[EXERCISE AIM]
Go through the entries and write each one out again unchanged.

[RECORDS SHOWN]
::::
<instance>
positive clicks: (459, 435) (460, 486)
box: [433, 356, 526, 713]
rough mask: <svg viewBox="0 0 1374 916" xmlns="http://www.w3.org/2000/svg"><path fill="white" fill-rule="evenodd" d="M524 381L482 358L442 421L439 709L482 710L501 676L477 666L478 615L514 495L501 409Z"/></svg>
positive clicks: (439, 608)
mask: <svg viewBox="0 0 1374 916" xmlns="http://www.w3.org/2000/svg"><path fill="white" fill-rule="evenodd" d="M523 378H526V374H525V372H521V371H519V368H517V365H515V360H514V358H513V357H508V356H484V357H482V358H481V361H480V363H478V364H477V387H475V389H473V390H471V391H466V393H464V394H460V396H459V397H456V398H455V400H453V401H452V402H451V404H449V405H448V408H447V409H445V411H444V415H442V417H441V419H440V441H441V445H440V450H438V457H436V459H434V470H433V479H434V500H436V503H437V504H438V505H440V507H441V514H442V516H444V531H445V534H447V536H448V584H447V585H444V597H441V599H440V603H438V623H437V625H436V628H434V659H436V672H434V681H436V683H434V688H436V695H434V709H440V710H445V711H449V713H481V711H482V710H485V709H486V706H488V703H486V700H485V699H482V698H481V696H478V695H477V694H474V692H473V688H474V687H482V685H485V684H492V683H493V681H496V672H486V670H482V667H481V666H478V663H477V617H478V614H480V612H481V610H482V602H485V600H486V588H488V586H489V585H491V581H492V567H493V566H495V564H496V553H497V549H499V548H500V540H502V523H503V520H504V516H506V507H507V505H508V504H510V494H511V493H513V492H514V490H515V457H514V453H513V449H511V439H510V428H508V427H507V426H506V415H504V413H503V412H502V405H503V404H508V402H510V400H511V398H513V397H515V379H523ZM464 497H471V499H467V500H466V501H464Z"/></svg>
::::
[FINISHED TASK]
<instance>
positive clicks: (459, 435) (460, 486)
box: [433, 356, 526, 713]
rough mask: <svg viewBox="0 0 1374 916" xmlns="http://www.w3.org/2000/svg"><path fill="white" fill-rule="evenodd" d="M524 381L482 358L442 421L439 709L482 710L501 676L477 666L478 615L514 495L501 409Z"/></svg>
positive clicks: (439, 608)
mask: <svg viewBox="0 0 1374 916" xmlns="http://www.w3.org/2000/svg"><path fill="white" fill-rule="evenodd" d="M523 378H526V374H525V372H521V371H519V368H517V365H515V360H514V358H513V357H508V356H484V357H482V358H481V361H480V363H478V364H477V387H475V389H473V390H471V391H466V393H464V394H460V396H459V397H456V398H455V400H453V401H452V402H451V404H449V405H448V408H447V409H445V411H444V415H442V417H441V419H440V441H441V445H440V450H438V457H436V459H434V470H433V479H434V500H436V503H437V504H438V505H440V507H441V514H442V516H444V531H445V534H447V536H448V584H447V585H444V597H441V599H440V603H438V623H437V625H436V628H434V659H436V672H434V681H436V683H434V688H436V695H434V709H440V710H445V711H449V713H481V711H482V710H485V709H486V706H488V703H486V700H485V699H482V698H481V696H478V695H477V694H474V692H473V688H474V687H482V685H485V684H492V683H493V681H496V672H486V670H482V667H481V666H478V663H477V617H478V614H480V612H481V610H482V602H485V600H486V588H488V586H489V585H491V581H492V567H493V566H495V564H496V553H497V549H499V548H500V540H502V523H503V520H504V516H506V507H507V505H508V504H510V494H511V493H513V492H514V490H515V457H514V453H513V449H511V439H510V428H508V427H507V426H506V415H504V413H503V412H502V405H503V404H508V402H510V400H511V398H513V397H515V379H523ZM464 497H471V499H467V500H466V501H464Z"/></svg>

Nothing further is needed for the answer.